((

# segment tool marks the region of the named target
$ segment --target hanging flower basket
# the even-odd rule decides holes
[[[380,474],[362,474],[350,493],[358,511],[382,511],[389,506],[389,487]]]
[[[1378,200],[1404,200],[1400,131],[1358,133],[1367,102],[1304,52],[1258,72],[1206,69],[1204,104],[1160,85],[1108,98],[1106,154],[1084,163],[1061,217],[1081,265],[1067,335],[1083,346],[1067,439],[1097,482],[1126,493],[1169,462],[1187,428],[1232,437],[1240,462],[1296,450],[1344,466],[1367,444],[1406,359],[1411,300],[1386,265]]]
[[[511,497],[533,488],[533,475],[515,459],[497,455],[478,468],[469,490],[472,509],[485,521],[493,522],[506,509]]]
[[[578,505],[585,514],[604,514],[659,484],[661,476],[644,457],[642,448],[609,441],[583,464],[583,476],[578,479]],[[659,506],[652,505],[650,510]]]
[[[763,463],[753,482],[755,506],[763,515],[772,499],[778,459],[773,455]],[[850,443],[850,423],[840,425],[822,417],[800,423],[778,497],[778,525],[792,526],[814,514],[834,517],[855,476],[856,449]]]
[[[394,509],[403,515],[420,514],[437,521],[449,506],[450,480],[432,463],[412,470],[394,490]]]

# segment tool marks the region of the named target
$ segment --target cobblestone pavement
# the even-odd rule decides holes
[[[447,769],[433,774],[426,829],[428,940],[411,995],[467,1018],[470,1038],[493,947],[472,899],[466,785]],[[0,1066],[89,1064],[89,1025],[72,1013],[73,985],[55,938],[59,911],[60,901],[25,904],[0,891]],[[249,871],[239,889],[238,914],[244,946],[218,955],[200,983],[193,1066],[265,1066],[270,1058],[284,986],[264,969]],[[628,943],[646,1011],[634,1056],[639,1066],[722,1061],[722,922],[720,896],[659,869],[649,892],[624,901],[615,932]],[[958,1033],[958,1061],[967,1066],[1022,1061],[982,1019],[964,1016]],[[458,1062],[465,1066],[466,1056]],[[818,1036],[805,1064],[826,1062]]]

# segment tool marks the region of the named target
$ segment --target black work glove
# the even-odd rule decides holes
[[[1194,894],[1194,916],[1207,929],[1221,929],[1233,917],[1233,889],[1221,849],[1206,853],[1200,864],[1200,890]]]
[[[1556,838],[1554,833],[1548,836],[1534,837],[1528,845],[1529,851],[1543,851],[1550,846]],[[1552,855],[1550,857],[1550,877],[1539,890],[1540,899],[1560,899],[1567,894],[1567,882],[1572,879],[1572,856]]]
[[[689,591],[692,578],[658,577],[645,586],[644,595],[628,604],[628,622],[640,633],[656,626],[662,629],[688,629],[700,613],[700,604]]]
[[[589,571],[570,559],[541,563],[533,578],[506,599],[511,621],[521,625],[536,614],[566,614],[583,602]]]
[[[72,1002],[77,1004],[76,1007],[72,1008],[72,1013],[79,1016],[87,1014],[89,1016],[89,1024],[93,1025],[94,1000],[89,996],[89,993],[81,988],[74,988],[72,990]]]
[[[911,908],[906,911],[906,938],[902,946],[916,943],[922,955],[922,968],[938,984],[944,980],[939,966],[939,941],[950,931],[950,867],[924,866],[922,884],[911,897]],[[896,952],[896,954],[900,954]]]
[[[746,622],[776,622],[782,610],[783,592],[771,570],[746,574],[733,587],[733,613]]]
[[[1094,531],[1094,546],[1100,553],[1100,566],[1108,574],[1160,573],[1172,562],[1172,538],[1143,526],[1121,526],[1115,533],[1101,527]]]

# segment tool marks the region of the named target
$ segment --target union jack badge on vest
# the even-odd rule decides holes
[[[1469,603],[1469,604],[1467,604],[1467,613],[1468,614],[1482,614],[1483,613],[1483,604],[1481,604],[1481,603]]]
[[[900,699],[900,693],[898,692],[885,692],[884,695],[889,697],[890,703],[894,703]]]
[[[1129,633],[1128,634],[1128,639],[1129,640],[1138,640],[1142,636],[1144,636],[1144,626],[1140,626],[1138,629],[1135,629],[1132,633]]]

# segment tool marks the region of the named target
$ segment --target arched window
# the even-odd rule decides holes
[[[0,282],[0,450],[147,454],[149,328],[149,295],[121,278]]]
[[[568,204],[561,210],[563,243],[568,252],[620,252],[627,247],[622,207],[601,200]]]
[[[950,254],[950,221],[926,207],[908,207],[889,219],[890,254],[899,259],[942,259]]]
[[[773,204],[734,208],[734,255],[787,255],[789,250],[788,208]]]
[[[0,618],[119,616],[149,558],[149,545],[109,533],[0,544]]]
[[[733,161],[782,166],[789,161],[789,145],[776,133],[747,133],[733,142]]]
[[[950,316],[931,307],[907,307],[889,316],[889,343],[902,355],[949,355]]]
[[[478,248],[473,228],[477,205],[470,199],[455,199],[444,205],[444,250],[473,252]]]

))

### What is expected:
Nothing in the entries should be skipped. Output them all exactly.

### Task solution:
# segment tool marks the region of the named target
$ segment --target hanging flower basket
# the even-odd rule decides holes
[[[380,474],[362,474],[350,493],[358,511],[382,511],[389,506],[389,487]]]
[[[1378,200],[1404,200],[1400,131],[1358,133],[1367,102],[1304,52],[1258,72],[1206,69],[1204,104],[1160,85],[1108,98],[1106,154],[1084,163],[1061,217],[1081,265],[1067,335],[1083,346],[1067,439],[1097,482],[1126,493],[1169,462],[1187,428],[1232,437],[1240,462],[1296,450],[1344,466],[1367,444],[1406,359],[1411,300],[1386,265]]]
[[[511,497],[533,488],[533,475],[515,459],[497,455],[478,468],[469,490],[472,509],[485,521],[493,522],[506,509]]]
[[[578,505],[585,514],[604,514],[659,484],[661,476],[644,457],[642,448],[609,441],[583,464],[583,476],[578,479]],[[659,506],[652,505],[650,510]]]
[[[763,463],[753,482],[755,506],[763,515],[772,499],[778,459],[773,455]],[[850,443],[850,423],[840,425],[822,417],[800,423],[778,497],[778,525],[792,526],[814,514],[834,517],[855,476],[856,449]]]
[[[394,509],[403,515],[420,514],[437,521],[449,506],[450,480],[432,463],[412,470],[394,490]]]

# segment tool marks the region of the named target
$ segment --target cobblestone pavement
# the even-odd rule decides holes
[[[447,769],[433,774],[426,829],[428,940],[411,995],[467,1018],[470,1038],[493,947],[472,899],[466,785]],[[0,1066],[89,1064],[89,1025],[72,1013],[73,985],[55,938],[59,911],[60,901],[25,904],[0,891]],[[249,871],[239,889],[238,914],[244,946],[218,955],[200,983],[193,1066],[265,1066],[270,1058],[284,986],[264,969]],[[628,943],[646,1011],[634,1056],[639,1066],[722,1061],[722,922],[720,896],[659,869],[649,892],[624,901],[615,932]],[[958,1033],[958,1061],[967,1066],[1022,1061],[982,1019],[964,1016]],[[458,1062],[465,1066],[466,1056]],[[818,1036],[805,1064],[826,1062]]]

# segment tool marks the region of the named target
$ segment --target black work glove
# the even-odd rule decides holes
[[[1194,894],[1194,916],[1207,929],[1221,929],[1233,917],[1233,889],[1221,849],[1206,853],[1200,864],[1200,890]]]
[[[1556,838],[1554,833],[1548,836],[1534,837],[1528,845],[1529,851],[1543,851],[1550,846]],[[1552,855],[1550,857],[1550,877],[1539,890],[1540,899],[1560,899],[1567,894],[1567,882],[1572,879],[1572,856]]]
[[[689,591],[692,578],[658,577],[645,586],[644,595],[628,604],[628,622],[640,633],[656,626],[662,629],[688,629],[700,613],[700,604]]]
[[[589,571],[570,559],[541,563],[533,578],[506,599],[511,621],[521,625],[536,614],[566,614],[583,602]]]
[[[72,1002],[77,1004],[76,1007],[72,1008],[72,1013],[79,1016],[87,1014],[89,1016],[89,1024],[93,1025],[94,1000],[89,996],[89,993],[81,988],[74,988],[72,990]]]
[[[911,908],[906,911],[906,938],[902,946],[916,943],[922,955],[922,968],[938,984],[944,980],[939,966],[939,941],[950,931],[950,867],[924,866],[922,884],[911,897]],[[896,952],[896,954],[900,954]]]
[[[746,622],[776,622],[782,610],[783,592],[771,570],[746,574],[733,587],[733,613]]]
[[[1094,531],[1094,546],[1100,553],[1100,566],[1108,574],[1160,573],[1172,562],[1172,538],[1143,526],[1121,526],[1115,533],[1101,527]]]

# segment tool marks the region of the named target
$ segment --target union jack badge on vest
# the even-odd rule decides holes
[[[1469,603],[1469,604],[1467,604],[1467,613],[1468,614],[1482,614],[1483,613],[1483,604],[1481,604],[1481,603]]]
[[[900,699],[900,693],[898,692],[885,692],[884,695],[889,697],[890,703],[894,703]]]
[[[1129,633],[1128,634],[1128,639],[1129,640],[1138,640],[1142,636],[1144,636],[1144,626],[1140,626],[1138,629],[1135,629],[1132,633]]]

# segment tool marks the region of the named target
$ segment --target arched window
# the even-odd rule decides holes
[[[0,282],[0,450],[147,454],[149,328],[149,295],[121,278]]]
[[[568,204],[561,210],[563,243],[568,252],[620,252],[627,247],[622,207],[601,200]]]
[[[950,254],[950,221],[926,207],[908,207],[889,219],[890,254],[899,259],[942,259]]]
[[[773,204],[734,208],[734,255],[787,255],[789,250],[788,208]]]
[[[0,618],[119,616],[149,558],[149,545],[109,533],[0,544]]]
[[[733,161],[782,166],[789,161],[789,145],[776,133],[747,133],[733,142]]]
[[[950,316],[931,307],[907,307],[889,316],[889,343],[902,355],[949,355]]]
[[[478,248],[473,228],[477,205],[470,199],[455,199],[444,205],[444,250],[473,252]]]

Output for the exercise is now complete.